_Tareas obligatorias:_
1 - Cita del texto sobre la moral cristiana y el deseo todo lo que va desde "La constitución y" hasta "en cada individuo.".
2 - Responde estas preguntas sobre el texto acerca de la moral cristiana y el deseo:
(a) Según el texto, ¿qué se hace hoy en lugar de fornicar y de cometer el pecado de lujuria?
(b) ¿Hacia qué tiende la ideología de la impotencia masculina vehiculada por los monoteísmos?
(c) ¿Qué temores nos ahorra la castidad reivindicada?
3 - Continúa el texto sobre la moral cristiana y el deseo a partir de su última frase.

_Fragmento del documento:_
★ ★ ★
Retenido, detenido, fijado, el deseo se amolda hasta en los menores detalles y durante varios siglos a esta forma social. La sexualidad libre, la libido libertaria, el placer nómada siguen siendo los enemigos prioritarios escondidos bajo los tan cristianos vocablos de adulterio, fornicación, lujuria y concupiscencia. Incluso si ahora estas palabras resultan caducas y nos invitan a sonreír, las ideas y representaciones asociadas a ellas no cesan de atormentar a Occidente y de imponerle su poderoso marchamo. El engaño, la infidelidad, la traición y todo lo que caracteriza la inconstancia veleidosa suenan hoy afectiva y efectivamente de la misma manera que los susodichos conceptos cristianos, término por término. Ya no se fornica, sino que se engaña, ya no se comete el pecado de lujuria, sino que se traiciona. Las palabras cambian y desaparecen, pero no lo que ellas significan o fustigan. Vivimos bajo el orden conceptualmente disfrazado pero ideológicamente reactivado del judeocristianismo embrutecedor. 

La constitución y la estructuración del Occidente burgués y laico contemporáneo proceden de esta visión degenerada del mundo: odio a las mujeres, misoginia estructural, equizofrenia generalizada, pensamiento binario y moralizador, obsesión concupiscente por someter la sexualidad a una dietética ascética integral. La ideología de la impotencia masculina vehiculada subterránea y ciegamente por los monoteísmos tiende al fin del mundo terrestre, a la muerte del deseo, a la condena del placer, al descrédito total lanzado sobre la vida. La neurosis social cristiana genera los burdeles y la sexualidad animalizada, la dominación brutal y el poder masculino sobre millones de mujeres sacrificadas, la enemistad entre los dos sexos, el agravamiento del conflicto entre la parte reflexiva y la parte visceral imbricadas en cada individuo. 

Así pues, más allá de las justificaciones teológicas, de los juegos de palabras lúdicos y de las lecturas abundantemente comentadas de la literatura bíblica, independientemente de las consideraciones de demografía ontológica, lo que sobrentiende silenciosamente la teoría cristiana de la castidad revela el pérfido arte de hacer triunfar los ideales ascéticos. En relación con la misoginia fundadora y fundamental de la ideología judeocristiana, la doctrina del matrimonio y de la pareja estereotipada procede de un mismo miedo al deseo, de una parecida inquietud con respecto a los poderes magníficos del placer, de una trágica elección de las mujeres como víctimas expiatorias de la impotencia de los hombres en estrecha relación con sus fantasmas de castración. La castidad reivindicada nos ahorra los temores de no saber ni poder asumir la libido, particularmente en los hombres que perfeccionan esta ideología del odio a sí transfigurado en odio al mundo, de miedo a sí transformado en miedo al mundo.
★ ★ ★
_Datos almacenados:_
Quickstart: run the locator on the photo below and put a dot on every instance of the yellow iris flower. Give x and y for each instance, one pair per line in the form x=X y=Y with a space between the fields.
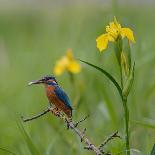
x=113 y=31
x=67 y=63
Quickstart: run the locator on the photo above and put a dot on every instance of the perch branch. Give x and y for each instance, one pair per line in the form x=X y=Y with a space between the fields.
x=73 y=126
x=112 y=136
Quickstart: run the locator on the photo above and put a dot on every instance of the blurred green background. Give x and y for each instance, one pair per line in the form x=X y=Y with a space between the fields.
x=34 y=35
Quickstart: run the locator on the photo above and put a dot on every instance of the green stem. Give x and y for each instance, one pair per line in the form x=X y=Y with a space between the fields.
x=126 y=115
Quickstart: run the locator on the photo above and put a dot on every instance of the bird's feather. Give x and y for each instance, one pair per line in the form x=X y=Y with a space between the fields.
x=63 y=96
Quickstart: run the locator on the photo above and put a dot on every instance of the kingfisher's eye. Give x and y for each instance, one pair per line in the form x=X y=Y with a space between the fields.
x=54 y=82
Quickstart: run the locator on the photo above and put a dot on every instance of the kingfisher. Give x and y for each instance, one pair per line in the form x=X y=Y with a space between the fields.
x=56 y=95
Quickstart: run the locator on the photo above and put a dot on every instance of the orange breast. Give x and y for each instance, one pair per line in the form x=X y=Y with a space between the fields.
x=56 y=101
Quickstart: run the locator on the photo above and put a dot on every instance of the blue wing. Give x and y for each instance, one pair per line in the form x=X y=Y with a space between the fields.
x=63 y=96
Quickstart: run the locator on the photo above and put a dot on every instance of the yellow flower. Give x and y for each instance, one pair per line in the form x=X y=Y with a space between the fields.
x=113 y=31
x=67 y=63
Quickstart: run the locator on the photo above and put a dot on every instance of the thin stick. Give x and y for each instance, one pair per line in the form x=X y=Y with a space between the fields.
x=36 y=116
x=77 y=123
x=114 y=135
x=73 y=126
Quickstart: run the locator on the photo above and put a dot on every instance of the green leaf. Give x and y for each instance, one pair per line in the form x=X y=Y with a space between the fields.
x=112 y=79
x=153 y=150
x=129 y=82
x=6 y=150
x=29 y=142
x=118 y=48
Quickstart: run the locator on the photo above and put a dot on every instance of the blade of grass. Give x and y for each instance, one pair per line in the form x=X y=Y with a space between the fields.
x=30 y=144
x=153 y=150
x=6 y=150
x=145 y=123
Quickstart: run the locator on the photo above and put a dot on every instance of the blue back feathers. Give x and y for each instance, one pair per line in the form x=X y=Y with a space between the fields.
x=63 y=96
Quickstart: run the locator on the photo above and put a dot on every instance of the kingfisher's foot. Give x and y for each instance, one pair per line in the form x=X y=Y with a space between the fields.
x=55 y=111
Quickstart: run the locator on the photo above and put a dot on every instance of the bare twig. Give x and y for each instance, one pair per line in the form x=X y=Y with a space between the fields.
x=77 y=123
x=112 y=136
x=73 y=126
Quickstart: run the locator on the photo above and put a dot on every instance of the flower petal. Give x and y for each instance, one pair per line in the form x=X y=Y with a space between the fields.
x=102 y=42
x=127 y=32
x=74 y=67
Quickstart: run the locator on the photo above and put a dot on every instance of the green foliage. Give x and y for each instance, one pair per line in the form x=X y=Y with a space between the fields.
x=31 y=40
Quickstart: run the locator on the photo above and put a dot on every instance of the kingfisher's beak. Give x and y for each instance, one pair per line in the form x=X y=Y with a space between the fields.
x=36 y=82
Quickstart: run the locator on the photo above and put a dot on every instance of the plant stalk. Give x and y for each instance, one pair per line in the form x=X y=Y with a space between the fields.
x=126 y=115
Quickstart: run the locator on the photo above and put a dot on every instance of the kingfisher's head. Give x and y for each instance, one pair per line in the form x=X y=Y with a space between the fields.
x=48 y=80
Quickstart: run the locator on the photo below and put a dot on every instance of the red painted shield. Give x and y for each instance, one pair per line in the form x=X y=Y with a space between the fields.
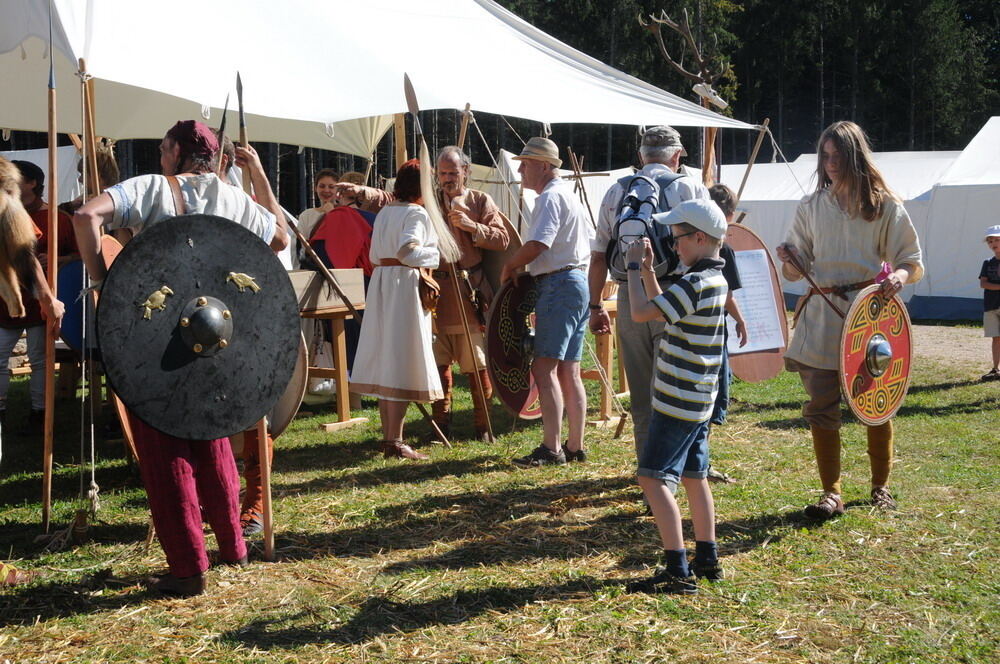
x=876 y=352
x=508 y=347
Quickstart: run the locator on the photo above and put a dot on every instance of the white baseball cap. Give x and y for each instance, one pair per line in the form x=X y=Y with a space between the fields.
x=700 y=213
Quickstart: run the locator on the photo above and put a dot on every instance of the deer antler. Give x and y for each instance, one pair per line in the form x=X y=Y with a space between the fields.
x=705 y=73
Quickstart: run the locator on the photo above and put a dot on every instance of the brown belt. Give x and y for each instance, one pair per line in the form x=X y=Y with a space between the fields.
x=839 y=291
x=562 y=269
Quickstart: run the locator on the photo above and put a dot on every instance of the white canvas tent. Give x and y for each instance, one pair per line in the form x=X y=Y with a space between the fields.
x=310 y=69
x=950 y=196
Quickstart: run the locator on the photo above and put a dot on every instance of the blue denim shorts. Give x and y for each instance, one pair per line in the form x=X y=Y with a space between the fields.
x=561 y=315
x=675 y=449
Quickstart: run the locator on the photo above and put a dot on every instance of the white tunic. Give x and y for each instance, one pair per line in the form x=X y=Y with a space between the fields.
x=840 y=250
x=395 y=359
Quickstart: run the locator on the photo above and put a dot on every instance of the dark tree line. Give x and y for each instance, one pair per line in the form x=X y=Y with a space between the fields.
x=916 y=74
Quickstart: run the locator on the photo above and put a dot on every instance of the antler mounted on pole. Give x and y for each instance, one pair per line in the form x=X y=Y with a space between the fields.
x=709 y=70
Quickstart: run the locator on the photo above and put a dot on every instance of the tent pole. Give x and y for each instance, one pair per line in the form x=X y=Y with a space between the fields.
x=50 y=337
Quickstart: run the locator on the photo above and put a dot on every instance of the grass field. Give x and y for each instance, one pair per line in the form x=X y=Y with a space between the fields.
x=466 y=559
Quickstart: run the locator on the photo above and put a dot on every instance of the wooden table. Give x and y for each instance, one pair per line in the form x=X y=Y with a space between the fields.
x=337 y=316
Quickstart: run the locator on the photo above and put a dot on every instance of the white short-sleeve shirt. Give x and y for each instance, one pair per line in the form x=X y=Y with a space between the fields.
x=145 y=200
x=560 y=222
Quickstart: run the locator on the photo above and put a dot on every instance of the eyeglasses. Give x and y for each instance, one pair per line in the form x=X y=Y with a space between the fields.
x=673 y=240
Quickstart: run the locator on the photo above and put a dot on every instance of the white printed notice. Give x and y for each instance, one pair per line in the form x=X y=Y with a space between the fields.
x=757 y=304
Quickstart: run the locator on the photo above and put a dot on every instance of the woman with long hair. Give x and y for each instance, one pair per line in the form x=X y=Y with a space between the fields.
x=395 y=360
x=843 y=233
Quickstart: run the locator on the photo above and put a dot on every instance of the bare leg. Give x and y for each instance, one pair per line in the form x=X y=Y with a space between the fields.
x=392 y=414
x=702 y=508
x=550 y=396
x=575 y=401
x=665 y=512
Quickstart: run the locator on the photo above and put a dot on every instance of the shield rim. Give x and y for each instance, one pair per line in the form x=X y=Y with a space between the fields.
x=525 y=412
x=861 y=297
x=111 y=380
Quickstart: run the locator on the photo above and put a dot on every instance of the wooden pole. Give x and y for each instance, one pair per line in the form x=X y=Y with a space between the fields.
x=265 y=493
x=477 y=369
x=50 y=338
x=464 y=129
x=753 y=157
x=399 y=135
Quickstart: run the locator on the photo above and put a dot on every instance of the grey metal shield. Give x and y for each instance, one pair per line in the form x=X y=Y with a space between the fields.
x=198 y=326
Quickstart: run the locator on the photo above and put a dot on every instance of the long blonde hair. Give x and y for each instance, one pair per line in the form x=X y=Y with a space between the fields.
x=17 y=238
x=865 y=186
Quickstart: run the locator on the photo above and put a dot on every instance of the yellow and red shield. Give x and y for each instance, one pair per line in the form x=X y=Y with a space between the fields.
x=876 y=352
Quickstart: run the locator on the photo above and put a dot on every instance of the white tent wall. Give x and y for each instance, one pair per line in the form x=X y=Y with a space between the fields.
x=951 y=198
x=67 y=159
x=290 y=95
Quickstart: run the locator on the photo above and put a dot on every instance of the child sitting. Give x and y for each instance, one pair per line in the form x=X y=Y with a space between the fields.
x=685 y=384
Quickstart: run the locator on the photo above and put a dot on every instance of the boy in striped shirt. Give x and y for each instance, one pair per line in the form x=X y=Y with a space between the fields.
x=685 y=383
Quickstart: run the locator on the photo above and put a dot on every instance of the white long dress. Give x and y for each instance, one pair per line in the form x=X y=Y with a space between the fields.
x=395 y=359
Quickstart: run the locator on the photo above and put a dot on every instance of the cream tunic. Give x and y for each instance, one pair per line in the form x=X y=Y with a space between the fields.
x=839 y=250
x=394 y=359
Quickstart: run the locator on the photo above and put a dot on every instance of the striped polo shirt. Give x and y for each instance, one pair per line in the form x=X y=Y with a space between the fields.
x=686 y=379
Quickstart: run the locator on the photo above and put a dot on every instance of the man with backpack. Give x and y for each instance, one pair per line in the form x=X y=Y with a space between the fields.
x=626 y=214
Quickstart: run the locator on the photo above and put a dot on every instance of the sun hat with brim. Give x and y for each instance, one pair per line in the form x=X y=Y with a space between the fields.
x=541 y=149
x=702 y=214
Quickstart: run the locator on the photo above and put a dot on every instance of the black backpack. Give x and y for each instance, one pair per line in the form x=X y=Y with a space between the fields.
x=642 y=197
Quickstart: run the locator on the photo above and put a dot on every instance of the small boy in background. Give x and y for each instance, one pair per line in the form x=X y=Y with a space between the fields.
x=989 y=281
x=686 y=380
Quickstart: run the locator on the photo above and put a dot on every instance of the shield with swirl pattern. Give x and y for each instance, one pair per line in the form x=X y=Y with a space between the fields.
x=876 y=352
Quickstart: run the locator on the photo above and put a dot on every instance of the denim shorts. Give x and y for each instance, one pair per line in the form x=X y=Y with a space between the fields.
x=675 y=449
x=561 y=315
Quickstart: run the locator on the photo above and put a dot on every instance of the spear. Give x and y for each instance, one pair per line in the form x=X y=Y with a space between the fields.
x=430 y=203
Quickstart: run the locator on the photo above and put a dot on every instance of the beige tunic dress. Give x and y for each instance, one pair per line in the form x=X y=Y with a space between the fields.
x=394 y=359
x=837 y=250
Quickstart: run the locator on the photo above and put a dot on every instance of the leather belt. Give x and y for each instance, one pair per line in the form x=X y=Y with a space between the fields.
x=839 y=291
x=562 y=269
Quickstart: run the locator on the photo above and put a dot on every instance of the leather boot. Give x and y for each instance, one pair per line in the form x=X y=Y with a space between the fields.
x=880 y=441
x=400 y=450
x=441 y=409
x=826 y=445
x=479 y=404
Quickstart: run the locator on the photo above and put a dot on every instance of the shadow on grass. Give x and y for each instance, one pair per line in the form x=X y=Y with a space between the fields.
x=381 y=615
x=27 y=605
x=490 y=518
x=401 y=473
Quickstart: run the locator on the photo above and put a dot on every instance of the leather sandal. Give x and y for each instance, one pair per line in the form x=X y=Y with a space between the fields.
x=168 y=584
x=400 y=450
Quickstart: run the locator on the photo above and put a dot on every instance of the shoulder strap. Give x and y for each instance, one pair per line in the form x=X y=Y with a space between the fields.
x=175 y=191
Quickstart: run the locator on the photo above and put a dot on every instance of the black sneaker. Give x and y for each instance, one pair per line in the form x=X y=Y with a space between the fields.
x=540 y=456
x=664 y=582
x=710 y=571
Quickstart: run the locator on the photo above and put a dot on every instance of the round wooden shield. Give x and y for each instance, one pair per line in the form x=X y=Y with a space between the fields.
x=291 y=399
x=199 y=327
x=763 y=307
x=876 y=351
x=70 y=283
x=509 y=339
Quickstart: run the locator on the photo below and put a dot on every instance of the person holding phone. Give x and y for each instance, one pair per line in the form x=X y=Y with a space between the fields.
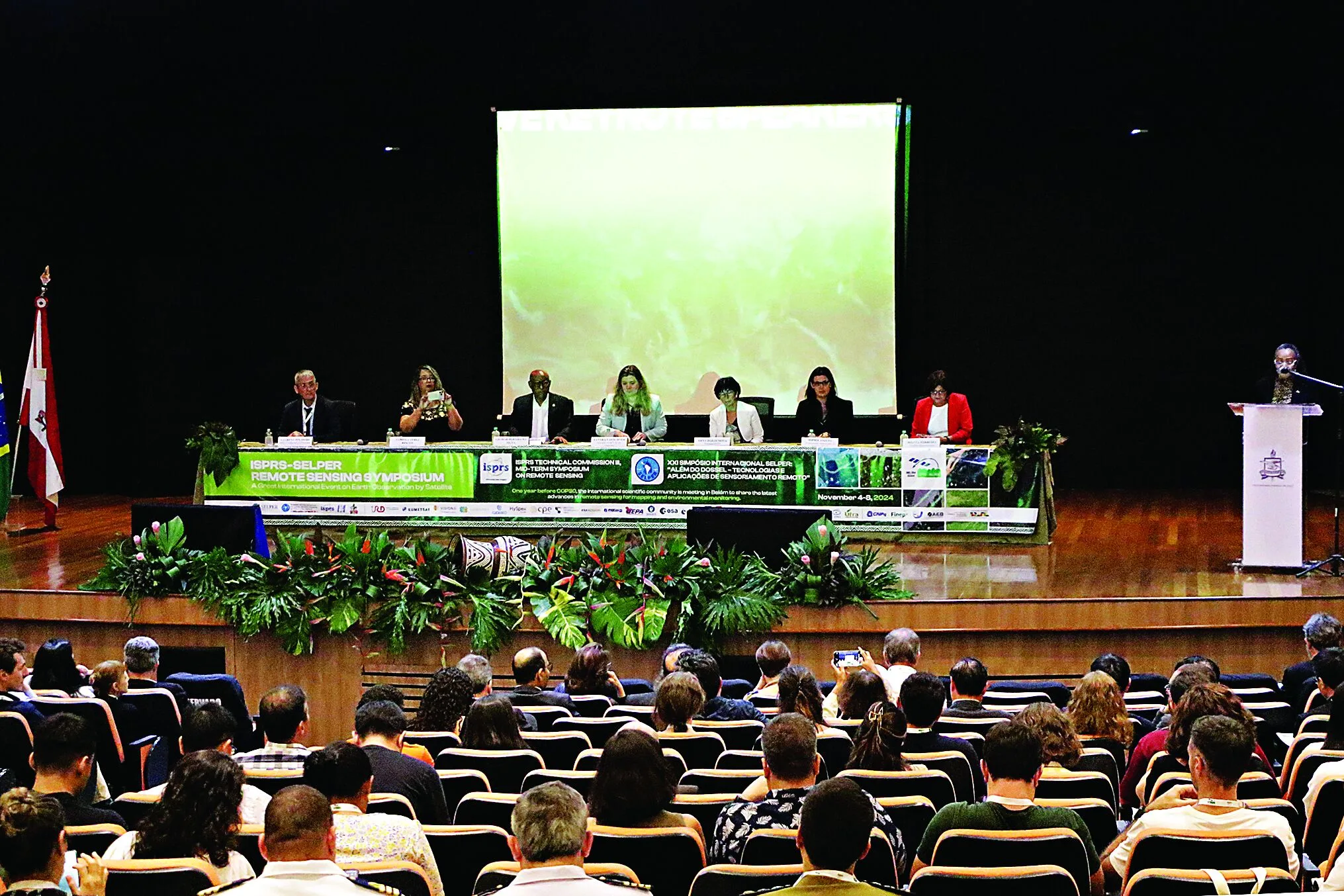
x=429 y=412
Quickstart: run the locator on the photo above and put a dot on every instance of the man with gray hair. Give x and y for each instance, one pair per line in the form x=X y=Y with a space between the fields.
x=142 y=658
x=550 y=842
x=1322 y=631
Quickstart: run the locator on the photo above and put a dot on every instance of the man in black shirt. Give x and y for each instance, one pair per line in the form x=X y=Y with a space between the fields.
x=379 y=730
x=62 y=755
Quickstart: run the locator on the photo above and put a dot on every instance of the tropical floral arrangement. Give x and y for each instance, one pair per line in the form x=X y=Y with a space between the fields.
x=621 y=589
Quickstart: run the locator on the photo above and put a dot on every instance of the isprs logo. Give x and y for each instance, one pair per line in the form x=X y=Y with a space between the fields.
x=496 y=469
x=647 y=469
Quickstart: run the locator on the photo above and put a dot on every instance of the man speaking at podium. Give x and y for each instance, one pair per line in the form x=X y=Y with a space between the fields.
x=542 y=416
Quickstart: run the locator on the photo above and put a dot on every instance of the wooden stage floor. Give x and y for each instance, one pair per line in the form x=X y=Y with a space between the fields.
x=1109 y=545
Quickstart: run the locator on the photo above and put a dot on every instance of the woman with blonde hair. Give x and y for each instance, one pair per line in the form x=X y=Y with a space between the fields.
x=1097 y=709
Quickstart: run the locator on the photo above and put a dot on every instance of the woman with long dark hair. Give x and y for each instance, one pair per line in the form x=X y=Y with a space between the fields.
x=491 y=725
x=197 y=819
x=823 y=412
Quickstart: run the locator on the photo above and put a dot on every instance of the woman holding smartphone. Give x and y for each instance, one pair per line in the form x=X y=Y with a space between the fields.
x=429 y=412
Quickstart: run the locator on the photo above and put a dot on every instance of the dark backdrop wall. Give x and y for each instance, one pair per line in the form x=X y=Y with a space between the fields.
x=211 y=191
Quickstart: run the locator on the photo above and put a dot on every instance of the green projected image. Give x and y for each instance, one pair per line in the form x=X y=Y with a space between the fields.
x=752 y=242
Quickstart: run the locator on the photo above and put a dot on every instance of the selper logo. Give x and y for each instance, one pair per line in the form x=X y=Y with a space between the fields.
x=496 y=469
x=647 y=469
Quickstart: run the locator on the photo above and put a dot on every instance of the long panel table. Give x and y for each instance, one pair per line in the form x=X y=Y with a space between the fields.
x=465 y=485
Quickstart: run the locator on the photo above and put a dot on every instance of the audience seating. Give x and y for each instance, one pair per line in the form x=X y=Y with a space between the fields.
x=671 y=856
x=459 y=782
x=1177 y=881
x=92 y=838
x=597 y=730
x=952 y=764
x=558 y=748
x=487 y=809
x=273 y=780
x=739 y=880
x=932 y=784
x=392 y=805
x=160 y=876
x=498 y=875
x=580 y=781
x=449 y=842
x=1039 y=880
x=17 y=747
x=405 y=877
x=1206 y=849
x=965 y=848
x=504 y=769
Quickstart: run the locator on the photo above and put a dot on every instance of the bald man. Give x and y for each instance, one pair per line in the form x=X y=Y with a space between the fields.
x=542 y=416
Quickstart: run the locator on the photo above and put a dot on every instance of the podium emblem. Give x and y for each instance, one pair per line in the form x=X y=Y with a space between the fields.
x=1272 y=468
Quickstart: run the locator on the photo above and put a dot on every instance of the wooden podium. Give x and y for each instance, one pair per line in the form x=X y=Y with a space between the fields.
x=1272 y=482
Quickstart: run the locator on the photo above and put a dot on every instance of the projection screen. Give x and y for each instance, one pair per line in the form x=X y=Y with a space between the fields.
x=753 y=242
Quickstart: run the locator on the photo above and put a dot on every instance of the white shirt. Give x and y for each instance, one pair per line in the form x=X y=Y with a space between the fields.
x=542 y=418
x=1191 y=819
x=238 y=867
x=938 y=421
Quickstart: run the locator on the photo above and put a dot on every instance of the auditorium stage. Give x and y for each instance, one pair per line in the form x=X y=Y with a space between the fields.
x=1145 y=574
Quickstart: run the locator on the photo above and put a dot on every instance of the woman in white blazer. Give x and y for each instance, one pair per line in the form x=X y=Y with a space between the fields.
x=740 y=422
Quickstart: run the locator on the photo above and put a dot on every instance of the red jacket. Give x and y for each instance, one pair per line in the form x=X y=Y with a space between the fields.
x=959 y=418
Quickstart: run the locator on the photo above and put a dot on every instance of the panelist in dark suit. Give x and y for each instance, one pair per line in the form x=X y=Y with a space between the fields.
x=543 y=414
x=312 y=414
x=825 y=413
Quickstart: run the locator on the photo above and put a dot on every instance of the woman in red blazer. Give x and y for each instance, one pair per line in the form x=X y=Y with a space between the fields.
x=948 y=413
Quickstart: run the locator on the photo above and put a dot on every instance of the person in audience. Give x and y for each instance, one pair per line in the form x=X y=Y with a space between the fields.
x=429 y=412
x=393 y=694
x=1320 y=632
x=491 y=725
x=381 y=730
x=1155 y=742
x=54 y=668
x=531 y=670
x=717 y=707
x=592 y=672
x=921 y=699
x=969 y=680
x=791 y=768
x=1059 y=743
x=1220 y=751
x=823 y=412
x=142 y=658
x=197 y=817
x=670 y=656
x=679 y=699
x=1097 y=709
x=772 y=657
x=284 y=719
x=211 y=727
x=445 y=701
x=32 y=848
x=632 y=410
x=64 y=750
x=879 y=740
x=1012 y=769
x=343 y=774
x=635 y=786
x=550 y=841
x=834 y=832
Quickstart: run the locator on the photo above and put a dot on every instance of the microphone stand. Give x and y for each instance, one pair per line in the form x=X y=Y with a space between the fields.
x=1336 y=560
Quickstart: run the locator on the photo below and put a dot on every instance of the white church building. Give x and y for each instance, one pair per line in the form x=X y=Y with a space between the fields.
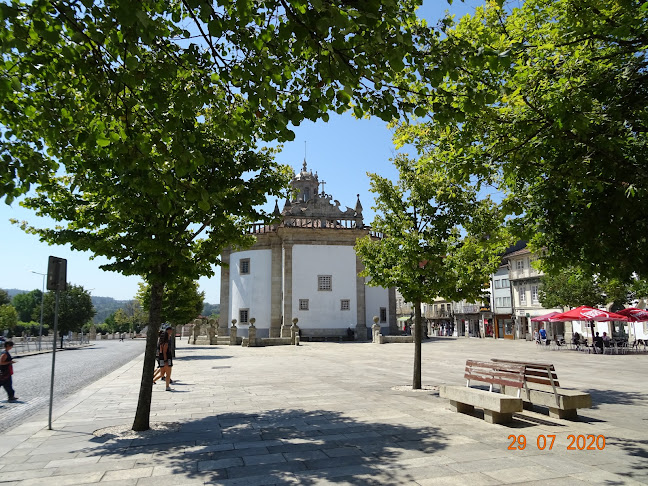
x=305 y=266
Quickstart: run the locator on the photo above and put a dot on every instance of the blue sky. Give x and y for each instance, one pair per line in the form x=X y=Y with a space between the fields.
x=342 y=151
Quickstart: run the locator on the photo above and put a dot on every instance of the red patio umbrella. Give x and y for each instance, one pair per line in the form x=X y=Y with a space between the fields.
x=634 y=315
x=545 y=317
x=585 y=313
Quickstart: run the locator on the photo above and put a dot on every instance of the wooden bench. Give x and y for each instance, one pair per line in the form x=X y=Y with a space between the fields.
x=498 y=407
x=541 y=387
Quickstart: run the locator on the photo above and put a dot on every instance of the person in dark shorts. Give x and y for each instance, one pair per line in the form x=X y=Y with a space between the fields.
x=6 y=370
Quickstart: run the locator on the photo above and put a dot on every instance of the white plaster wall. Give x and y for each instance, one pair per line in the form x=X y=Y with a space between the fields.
x=251 y=291
x=375 y=298
x=309 y=261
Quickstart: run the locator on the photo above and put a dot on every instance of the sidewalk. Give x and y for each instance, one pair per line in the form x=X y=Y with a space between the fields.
x=68 y=347
x=328 y=413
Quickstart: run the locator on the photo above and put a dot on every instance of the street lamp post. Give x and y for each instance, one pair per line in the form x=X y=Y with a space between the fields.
x=40 y=332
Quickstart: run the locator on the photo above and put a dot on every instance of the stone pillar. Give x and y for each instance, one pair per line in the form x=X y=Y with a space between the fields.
x=212 y=330
x=361 y=311
x=275 y=288
x=233 y=333
x=252 y=333
x=287 y=285
x=393 y=324
x=202 y=337
x=224 y=316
★ ★ ★
_Respuestas de la actividad:_
1 -
La constitución y la estructuración del Occidente burgués y laico contemporáneo proceden de esta visión degenerada del mundo: odio a las mujeres, misoginia estructural, equizofrenia generalizada, pensamiento binario y moralizador, obsesión concupiscente por someter la sexualidad a una dietética ascética integral. La ideología de la impotencia masculina vehiculada subterránea y ciegamente por los monoteísmos tiende al fin del mundo terrestre, a la muerte del deseo, a la condena del placer, al descrédito total lanzado sobre la vida. La neurosis social cristiana genera los burdeles y la sexualidad animalizada, la dominación brutal y el poder masculino sobre millones de mujeres sacrificadas, la enemistad entre los dos sexos, el agravamiento del conflicto entre la parte reflexiva y la parte visceral imbricadas en cada individuo.

2 -
(a) Hoy se engaña en lugar de fornicar y se traiciona en lugar de cometer el pecado de lujuria.
(b) Tiende al fin del mundo terrestre, a la muerte del deseo, a la condena del placer y al descrédito total lanzado sobre la vida.
(c) Nos ahorra los temores de no saber ni poder asumir la libido.

3 -
El determinismo fisiológico masculino de la erección y la eyaculación expone a los riesgos de la impotencia, al gatillazo, a la precocidad, a las diversas incapacidades, todas legibles en el registro freudiano de los síntomas del complejo de castración. Las teorías de la renuncia, de la continencia y de la castidad señalan la única construcción mental e intelectual de los hombres —y entre ellos, de los más neuróticos—. La propagación evangélica de esta ideología excluye a las mujeres desde los orígenes hasta nuestros días. El cristianismo propone una terapia cuyo precio supone el holocausto de las mujeres y de lo femenino. 

El discurso cristiano se erige sobre el modelo falocéntrico. Desacreditando el placer, los machos se dispensan de antemano de la obligación de estar a la altura física de sus impulsos. Moral provisional de temperamentos frágiles, que se compensa con la inversión de la pulsión de muerte. El odio a las mujeres surge de un miedo a las mujeres, como el odio al placer procede de un miedo al placer. El libertinaje invita a aniquilar estas angustias, a superarlas y, por tanto, a querer a las mujeres como iguales en todos los planos, como compañeras y cómplices, y nunca más como enemigas o furias amenazadoras. En este sentido, propone virilmente una doctrina feminista.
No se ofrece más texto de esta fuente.